[Pointing dataset excerpts]
+-------+
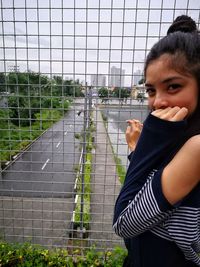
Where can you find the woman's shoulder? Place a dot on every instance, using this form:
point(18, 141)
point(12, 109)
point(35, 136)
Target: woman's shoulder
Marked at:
point(193, 143)
point(192, 147)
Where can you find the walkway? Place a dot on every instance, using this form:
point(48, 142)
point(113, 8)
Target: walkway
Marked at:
point(105, 188)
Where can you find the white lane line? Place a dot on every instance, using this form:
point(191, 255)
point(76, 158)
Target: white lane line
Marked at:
point(58, 144)
point(45, 164)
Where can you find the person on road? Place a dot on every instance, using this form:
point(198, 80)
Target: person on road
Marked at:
point(157, 211)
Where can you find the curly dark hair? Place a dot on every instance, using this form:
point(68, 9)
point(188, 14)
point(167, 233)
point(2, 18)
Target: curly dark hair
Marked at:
point(182, 43)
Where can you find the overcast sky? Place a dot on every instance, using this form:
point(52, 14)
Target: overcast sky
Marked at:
point(78, 38)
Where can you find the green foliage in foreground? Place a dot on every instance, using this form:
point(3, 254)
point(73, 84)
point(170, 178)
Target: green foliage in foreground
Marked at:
point(28, 255)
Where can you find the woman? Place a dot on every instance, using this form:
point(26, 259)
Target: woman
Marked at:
point(158, 209)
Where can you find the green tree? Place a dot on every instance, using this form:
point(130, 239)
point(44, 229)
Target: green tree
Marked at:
point(2, 82)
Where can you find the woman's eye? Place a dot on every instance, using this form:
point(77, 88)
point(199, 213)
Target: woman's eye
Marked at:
point(174, 86)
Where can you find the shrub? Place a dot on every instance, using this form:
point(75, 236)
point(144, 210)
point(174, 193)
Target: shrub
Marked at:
point(29, 255)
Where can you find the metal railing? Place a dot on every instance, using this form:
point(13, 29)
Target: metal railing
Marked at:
point(70, 76)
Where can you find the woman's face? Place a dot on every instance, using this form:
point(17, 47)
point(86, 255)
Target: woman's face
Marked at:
point(168, 88)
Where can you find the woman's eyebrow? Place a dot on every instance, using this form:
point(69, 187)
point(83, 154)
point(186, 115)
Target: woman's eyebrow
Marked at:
point(170, 79)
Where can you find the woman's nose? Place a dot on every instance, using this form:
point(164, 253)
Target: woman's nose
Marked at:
point(160, 102)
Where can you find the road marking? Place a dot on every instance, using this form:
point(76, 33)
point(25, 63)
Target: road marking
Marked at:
point(45, 164)
point(58, 144)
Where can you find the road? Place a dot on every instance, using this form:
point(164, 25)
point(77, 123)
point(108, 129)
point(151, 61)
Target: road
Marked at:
point(47, 167)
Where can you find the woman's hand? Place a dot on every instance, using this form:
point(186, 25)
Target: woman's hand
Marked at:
point(133, 132)
point(171, 114)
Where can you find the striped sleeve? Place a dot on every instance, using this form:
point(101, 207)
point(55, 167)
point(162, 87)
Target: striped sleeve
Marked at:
point(142, 213)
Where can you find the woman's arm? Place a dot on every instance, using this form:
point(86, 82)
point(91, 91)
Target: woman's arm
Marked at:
point(182, 174)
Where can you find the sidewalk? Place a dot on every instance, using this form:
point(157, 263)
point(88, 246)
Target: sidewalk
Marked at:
point(105, 189)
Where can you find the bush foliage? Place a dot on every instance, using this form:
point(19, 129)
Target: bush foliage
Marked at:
point(29, 255)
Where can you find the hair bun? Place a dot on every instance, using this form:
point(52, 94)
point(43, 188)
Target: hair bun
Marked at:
point(184, 24)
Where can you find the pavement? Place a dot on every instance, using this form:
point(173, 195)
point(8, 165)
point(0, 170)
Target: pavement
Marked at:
point(105, 189)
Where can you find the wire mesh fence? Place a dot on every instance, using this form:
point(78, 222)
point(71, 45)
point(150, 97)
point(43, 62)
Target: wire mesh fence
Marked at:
point(71, 74)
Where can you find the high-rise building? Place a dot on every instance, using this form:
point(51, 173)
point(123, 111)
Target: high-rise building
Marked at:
point(98, 80)
point(116, 78)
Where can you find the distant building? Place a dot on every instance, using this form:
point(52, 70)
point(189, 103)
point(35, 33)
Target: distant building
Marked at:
point(98, 80)
point(137, 76)
point(116, 78)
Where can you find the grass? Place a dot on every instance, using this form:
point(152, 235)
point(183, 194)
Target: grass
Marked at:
point(29, 255)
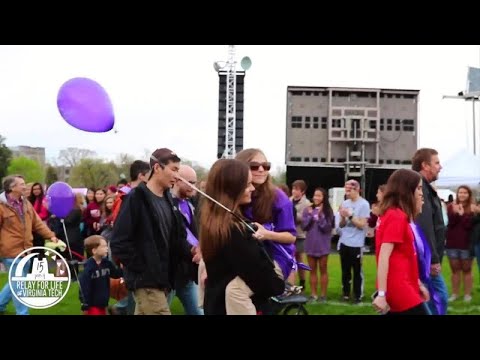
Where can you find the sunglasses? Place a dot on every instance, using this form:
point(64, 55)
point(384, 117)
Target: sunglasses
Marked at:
point(254, 166)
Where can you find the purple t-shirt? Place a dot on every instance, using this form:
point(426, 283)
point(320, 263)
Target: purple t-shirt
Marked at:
point(282, 220)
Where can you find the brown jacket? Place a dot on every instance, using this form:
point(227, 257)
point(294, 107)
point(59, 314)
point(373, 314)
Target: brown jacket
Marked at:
point(16, 235)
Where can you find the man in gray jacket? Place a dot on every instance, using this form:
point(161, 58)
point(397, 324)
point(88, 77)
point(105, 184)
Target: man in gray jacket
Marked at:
point(426, 162)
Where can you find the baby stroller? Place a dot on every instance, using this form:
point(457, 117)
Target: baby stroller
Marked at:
point(291, 302)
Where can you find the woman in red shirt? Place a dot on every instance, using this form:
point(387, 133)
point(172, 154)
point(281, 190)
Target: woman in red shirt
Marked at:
point(400, 290)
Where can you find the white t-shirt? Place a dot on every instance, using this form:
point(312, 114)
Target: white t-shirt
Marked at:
point(350, 235)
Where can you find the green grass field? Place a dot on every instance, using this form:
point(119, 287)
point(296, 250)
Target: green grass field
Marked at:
point(70, 305)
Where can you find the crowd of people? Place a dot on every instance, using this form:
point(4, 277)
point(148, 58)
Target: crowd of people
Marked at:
point(231, 251)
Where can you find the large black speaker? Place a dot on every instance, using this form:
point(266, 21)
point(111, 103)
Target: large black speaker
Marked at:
point(222, 112)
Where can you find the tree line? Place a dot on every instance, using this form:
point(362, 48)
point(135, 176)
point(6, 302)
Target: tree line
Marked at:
point(84, 167)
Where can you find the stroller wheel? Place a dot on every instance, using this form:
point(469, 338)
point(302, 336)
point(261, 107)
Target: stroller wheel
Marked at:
point(295, 309)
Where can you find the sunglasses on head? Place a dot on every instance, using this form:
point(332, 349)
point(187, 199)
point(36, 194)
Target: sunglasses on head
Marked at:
point(254, 166)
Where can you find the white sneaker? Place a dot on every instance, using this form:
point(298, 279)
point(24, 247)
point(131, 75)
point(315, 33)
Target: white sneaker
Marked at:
point(453, 297)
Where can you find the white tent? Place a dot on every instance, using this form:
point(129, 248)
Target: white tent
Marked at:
point(462, 169)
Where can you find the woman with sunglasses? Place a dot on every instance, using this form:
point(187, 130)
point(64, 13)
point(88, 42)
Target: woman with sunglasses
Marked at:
point(271, 210)
point(240, 273)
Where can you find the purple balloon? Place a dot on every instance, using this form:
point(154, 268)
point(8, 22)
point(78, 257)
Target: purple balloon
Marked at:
point(60, 198)
point(85, 105)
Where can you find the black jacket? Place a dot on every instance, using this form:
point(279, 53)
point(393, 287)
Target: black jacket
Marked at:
point(94, 287)
point(242, 256)
point(431, 222)
point(187, 270)
point(149, 260)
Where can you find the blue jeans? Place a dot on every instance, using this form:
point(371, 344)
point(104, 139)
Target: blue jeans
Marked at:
point(440, 288)
point(6, 292)
point(127, 305)
point(477, 254)
point(188, 296)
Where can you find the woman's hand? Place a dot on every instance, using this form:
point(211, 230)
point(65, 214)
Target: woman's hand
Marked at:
point(262, 233)
point(424, 292)
point(380, 305)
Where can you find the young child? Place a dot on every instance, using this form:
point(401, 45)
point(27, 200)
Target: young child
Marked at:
point(95, 278)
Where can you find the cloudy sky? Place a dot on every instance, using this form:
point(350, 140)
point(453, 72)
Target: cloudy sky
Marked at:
point(167, 96)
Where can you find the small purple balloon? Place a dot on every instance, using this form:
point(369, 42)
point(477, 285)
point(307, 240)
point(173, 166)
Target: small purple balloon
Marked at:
point(60, 198)
point(85, 105)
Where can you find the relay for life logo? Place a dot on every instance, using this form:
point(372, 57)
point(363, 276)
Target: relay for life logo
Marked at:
point(45, 283)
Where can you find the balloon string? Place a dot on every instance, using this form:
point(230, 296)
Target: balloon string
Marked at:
point(71, 257)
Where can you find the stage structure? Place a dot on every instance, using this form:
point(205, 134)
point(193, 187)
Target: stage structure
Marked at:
point(230, 104)
point(334, 134)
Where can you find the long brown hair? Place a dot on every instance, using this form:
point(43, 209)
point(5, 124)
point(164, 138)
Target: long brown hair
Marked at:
point(400, 192)
point(226, 183)
point(468, 203)
point(264, 195)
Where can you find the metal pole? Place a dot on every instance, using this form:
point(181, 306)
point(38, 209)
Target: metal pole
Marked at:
point(474, 130)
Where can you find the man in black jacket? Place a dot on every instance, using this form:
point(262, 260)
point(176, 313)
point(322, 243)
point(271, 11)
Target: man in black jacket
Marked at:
point(149, 237)
point(426, 162)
+-------+
TASK DESCRIPTION:
Your task is to reproduce, exactly and exclusively, the lines from the one holding "Where can you find the long" through the final line of the listing.

REPLY TO THE EXERCISE:
Where can you find the long brown hair? Place a dot on every instance, using this form:
point(43, 209)
point(5, 124)
point(164, 138)
Target: long brown hair
Marked at:
point(400, 192)
point(226, 183)
point(468, 203)
point(264, 195)
Where can you find the metal pole? Place a dot on every instance, using this form:
point(181, 306)
point(38, 209)
Target: metal pole
Marked at:
point(474, 130)
Where can you find the man in black jacket? Place a dot on every instance, using this form:
point(262, 260)
point(176, 313)
point(322, 243)
point(271, 11)
Target: man in black jacket
Marked at:
point(149, 237)
point(426, 162)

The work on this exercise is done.